*** Provided passage

1. Imparting sexual understanding to young people cannot merely take the form of conversation but must be made in the context of a community where people are practicing the wisdom of the sexual discipline.

2. The most useful conversations for young people are those that take place with individuals with whom they have an intimate, human association. Within the context of such intimacy, conversation can include everything that is on the young person's mind, everything that bothers him, everything he does or would do secretly.

3. The secret of right sexual orientation in children is to develop the lives of our children in intimate, concrete, and relational terms. We must not force them to become self-involved, self-contained, and secretive.

4. Sexual neurosis limits your emotional capacity, as well as the capacity of the nervous system altogether, to participate in the spiritual process.

5. We must consciously introduce principles, life structures, and relational structures into our children's lives. Otherwise, we will reinforce their separate, nonrelational qualities.

6. If the sex function is attacked with negative attitudes and punishments, individuals do not adapt to the fully descending Life-Current. Guilt and shame follow with anxiety. The contraction in the solar plexus strengthens, and anger and aggression result.

Session Two

Eliminating the Sex-Negative Mind

No introduction is necessary to these practical discussions by Adi Da on serving the truly human development of sexuality in children. As you read, relax into the Adept's criticism of our sex- and life-negativity. Do not recoil upon yourself in the process of seeing your sex-negativity and how it may have influenced your children. Rather, as Adi Da Instructs us:

Have no regrets. Resort to the Divine in Truth and in the present. All that has ever been done by anyone had its logic in its time. Only God avails. Whatever is your habit in this moment is not wrong. It is simply a beginning. No habit is necessary, but it is only tending to persist, because it has not yet been replaced by further growth. Hear the Teaching of Truth, and understand what is the right, ultimate, and regenerative pattern of each function of Man. Feel free of all negative judgments about what you have done and what you tend to do. Turn with full feeling-attention to the creative affair of new adaptation in most positive Communion with the God who is Life, and who is Alive as all beings. (LOOK, pp. 111-12)

******

### [Study questions]
• A. In the passage on children's sexual development, list everything the sentence beginning "We must consciously introduce" says should be introduced into children's lives.
• B. Write the next part of the passage on children's sexual development, picking up after its final quotation and citation.
The data that follow have nothing to do with the passage on children's sexual development.

*** Record excerpts

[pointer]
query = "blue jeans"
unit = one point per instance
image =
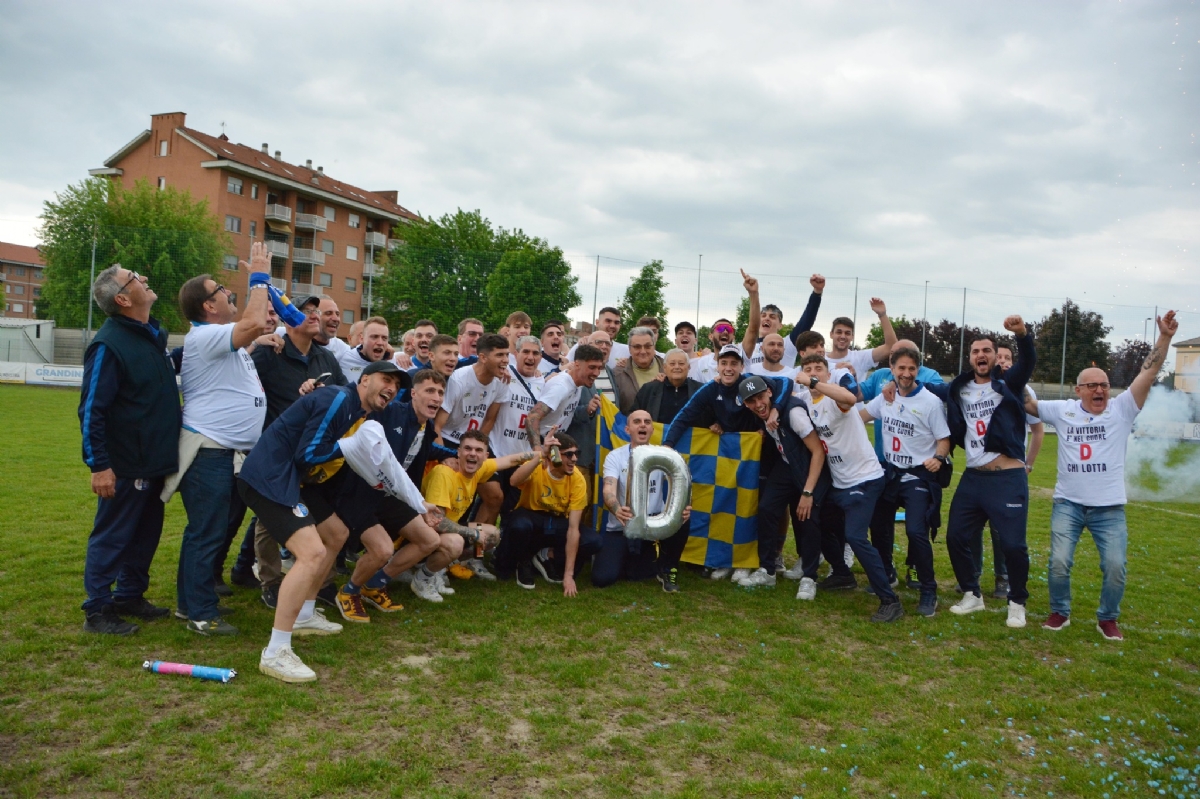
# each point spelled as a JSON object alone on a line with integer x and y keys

******

### [Written answers]
• A. principles, life structures, relational structures

• B.
Eliminate the Sex-Negative Mind

an essay based on conversations with Adi Da

Sex-negative people bring sex-negativity to children. All adults should examine their own sex-negative notions and not pass them on to their children. It is absolutely wrong to suppress life in children, as this will only serve to create internal conflicts later in life they will tend to interpret religion as asceticism or body-negativity. They will become divided people with divided minds. People generally think like Puritans and act like whores. Everyone has a double mind, but sex is much simpler than that. It must be based on intelligence, it must be based on understanding, and we must appreciate it as a yoga of the body. At some point almost all adults have to overcome the sex-negative attitude that comes from being educated in Western society. Teachers and parents should discuss ways to artfully deal with this matter so as to best serve the culture of children.

The two important principles relative to children's sexuality are: 1) It should not be suppressed, and 2) It should be communicated about and be openly acknowledged. Sexuality should be discussed with them in positive terms. We must teach them how to explore sex and sexual feeling while at the same time socialize them. If we are socializing them, moving them beyond chronic self-involvement, then attention to sex will tend to dissolve as a chronic matter.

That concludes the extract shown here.